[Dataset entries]
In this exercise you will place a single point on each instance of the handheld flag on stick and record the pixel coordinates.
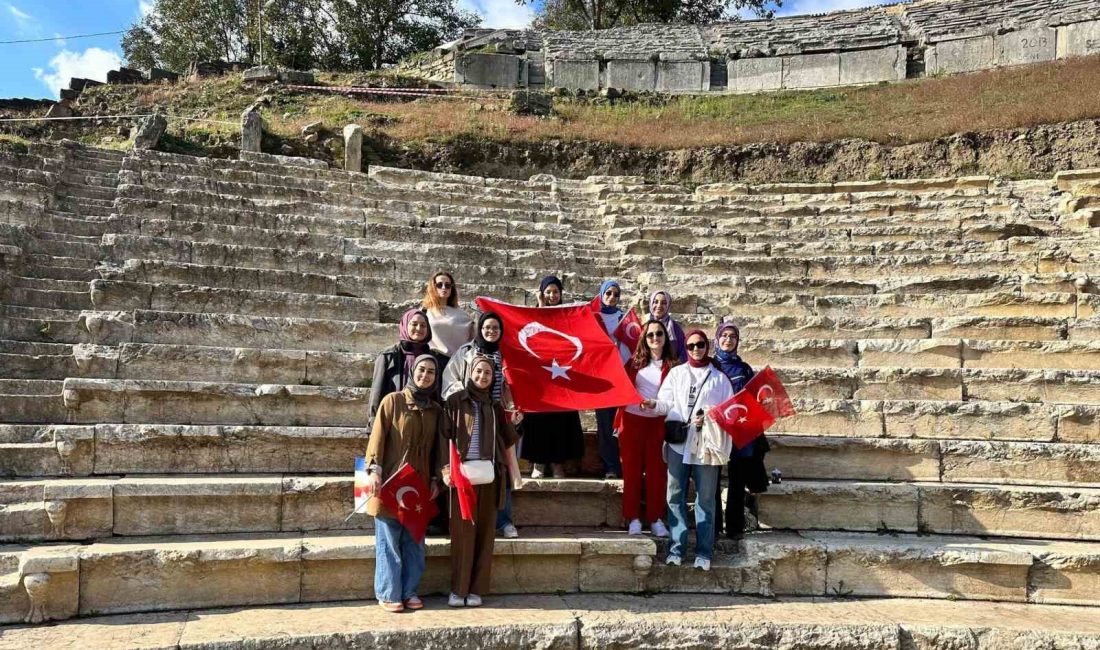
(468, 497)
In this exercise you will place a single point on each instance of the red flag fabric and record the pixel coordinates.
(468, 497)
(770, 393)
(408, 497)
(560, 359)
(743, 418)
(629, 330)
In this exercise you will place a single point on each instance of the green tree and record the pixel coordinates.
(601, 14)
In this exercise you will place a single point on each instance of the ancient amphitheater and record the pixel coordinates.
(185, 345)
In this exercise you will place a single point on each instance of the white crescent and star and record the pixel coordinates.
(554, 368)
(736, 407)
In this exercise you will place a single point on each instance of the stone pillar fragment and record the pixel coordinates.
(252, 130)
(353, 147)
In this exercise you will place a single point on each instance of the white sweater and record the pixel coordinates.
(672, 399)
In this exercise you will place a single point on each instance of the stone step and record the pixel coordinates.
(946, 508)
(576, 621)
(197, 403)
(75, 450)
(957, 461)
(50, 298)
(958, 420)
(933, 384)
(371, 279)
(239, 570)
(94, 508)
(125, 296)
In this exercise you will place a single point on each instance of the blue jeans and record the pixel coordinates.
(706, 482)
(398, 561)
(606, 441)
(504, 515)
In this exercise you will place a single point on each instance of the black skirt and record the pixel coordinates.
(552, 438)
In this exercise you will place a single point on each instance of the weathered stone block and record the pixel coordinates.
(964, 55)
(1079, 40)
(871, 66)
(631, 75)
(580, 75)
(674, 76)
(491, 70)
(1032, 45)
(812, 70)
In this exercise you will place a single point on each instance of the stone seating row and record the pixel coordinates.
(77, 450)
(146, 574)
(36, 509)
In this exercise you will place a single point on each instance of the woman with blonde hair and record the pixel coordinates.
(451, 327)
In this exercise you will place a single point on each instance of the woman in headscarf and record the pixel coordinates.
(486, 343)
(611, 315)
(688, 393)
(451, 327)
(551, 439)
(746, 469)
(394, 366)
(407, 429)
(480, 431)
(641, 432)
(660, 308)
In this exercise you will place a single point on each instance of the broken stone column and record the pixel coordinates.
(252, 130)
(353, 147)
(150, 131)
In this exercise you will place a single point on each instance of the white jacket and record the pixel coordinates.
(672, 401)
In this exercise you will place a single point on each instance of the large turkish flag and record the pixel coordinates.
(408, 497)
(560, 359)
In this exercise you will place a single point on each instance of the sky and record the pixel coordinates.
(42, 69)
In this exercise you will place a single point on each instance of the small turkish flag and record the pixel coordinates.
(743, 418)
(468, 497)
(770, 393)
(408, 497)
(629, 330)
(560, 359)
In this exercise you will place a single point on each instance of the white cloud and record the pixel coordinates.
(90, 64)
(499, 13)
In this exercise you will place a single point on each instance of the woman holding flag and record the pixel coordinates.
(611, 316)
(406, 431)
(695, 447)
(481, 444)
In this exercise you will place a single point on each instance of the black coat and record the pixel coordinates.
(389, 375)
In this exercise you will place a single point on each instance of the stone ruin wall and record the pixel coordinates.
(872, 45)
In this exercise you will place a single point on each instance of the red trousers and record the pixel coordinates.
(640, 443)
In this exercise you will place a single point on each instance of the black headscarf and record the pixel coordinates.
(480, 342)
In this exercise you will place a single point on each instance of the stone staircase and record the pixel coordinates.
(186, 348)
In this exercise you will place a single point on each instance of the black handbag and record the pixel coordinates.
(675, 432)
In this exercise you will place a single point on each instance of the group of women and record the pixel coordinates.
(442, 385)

---

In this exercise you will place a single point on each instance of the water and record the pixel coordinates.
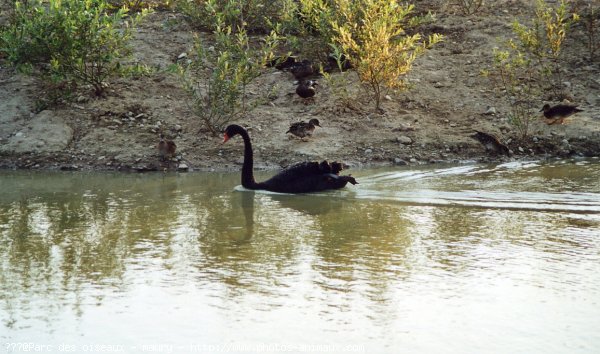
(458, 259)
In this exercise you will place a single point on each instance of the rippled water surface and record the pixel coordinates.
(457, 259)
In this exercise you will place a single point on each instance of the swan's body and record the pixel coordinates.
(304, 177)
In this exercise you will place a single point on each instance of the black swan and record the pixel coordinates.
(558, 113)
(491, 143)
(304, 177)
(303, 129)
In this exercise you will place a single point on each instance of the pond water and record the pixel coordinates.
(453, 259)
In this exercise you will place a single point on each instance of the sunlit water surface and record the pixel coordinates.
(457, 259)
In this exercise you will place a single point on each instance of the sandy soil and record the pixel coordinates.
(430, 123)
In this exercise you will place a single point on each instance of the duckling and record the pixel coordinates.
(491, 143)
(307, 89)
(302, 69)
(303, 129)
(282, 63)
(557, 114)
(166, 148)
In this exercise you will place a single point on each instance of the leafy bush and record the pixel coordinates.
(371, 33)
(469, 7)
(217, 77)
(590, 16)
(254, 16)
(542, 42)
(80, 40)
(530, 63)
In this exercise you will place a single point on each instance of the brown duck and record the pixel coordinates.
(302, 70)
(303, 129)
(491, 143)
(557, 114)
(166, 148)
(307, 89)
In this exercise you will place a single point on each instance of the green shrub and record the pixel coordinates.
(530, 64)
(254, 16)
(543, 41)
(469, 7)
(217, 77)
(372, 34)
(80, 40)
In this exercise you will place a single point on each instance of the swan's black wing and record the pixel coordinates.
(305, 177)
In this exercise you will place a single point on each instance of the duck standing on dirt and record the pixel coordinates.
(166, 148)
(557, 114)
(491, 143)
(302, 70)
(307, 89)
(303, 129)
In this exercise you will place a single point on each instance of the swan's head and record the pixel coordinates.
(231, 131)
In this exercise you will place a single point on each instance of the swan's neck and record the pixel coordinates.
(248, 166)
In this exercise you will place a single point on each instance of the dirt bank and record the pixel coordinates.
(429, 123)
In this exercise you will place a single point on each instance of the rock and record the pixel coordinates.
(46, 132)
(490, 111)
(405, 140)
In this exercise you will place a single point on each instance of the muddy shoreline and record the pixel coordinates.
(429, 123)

### Directions for this task
Report each line above that contains the word "headscarf". Matching is case-sensitive.

### Task response
In this exercise you will place a single point on each instance of the woman in headscarf and record the pixel coordinates.
In this exercise you will place a single point on each instance of the black headscarf and record the pixel coordinates.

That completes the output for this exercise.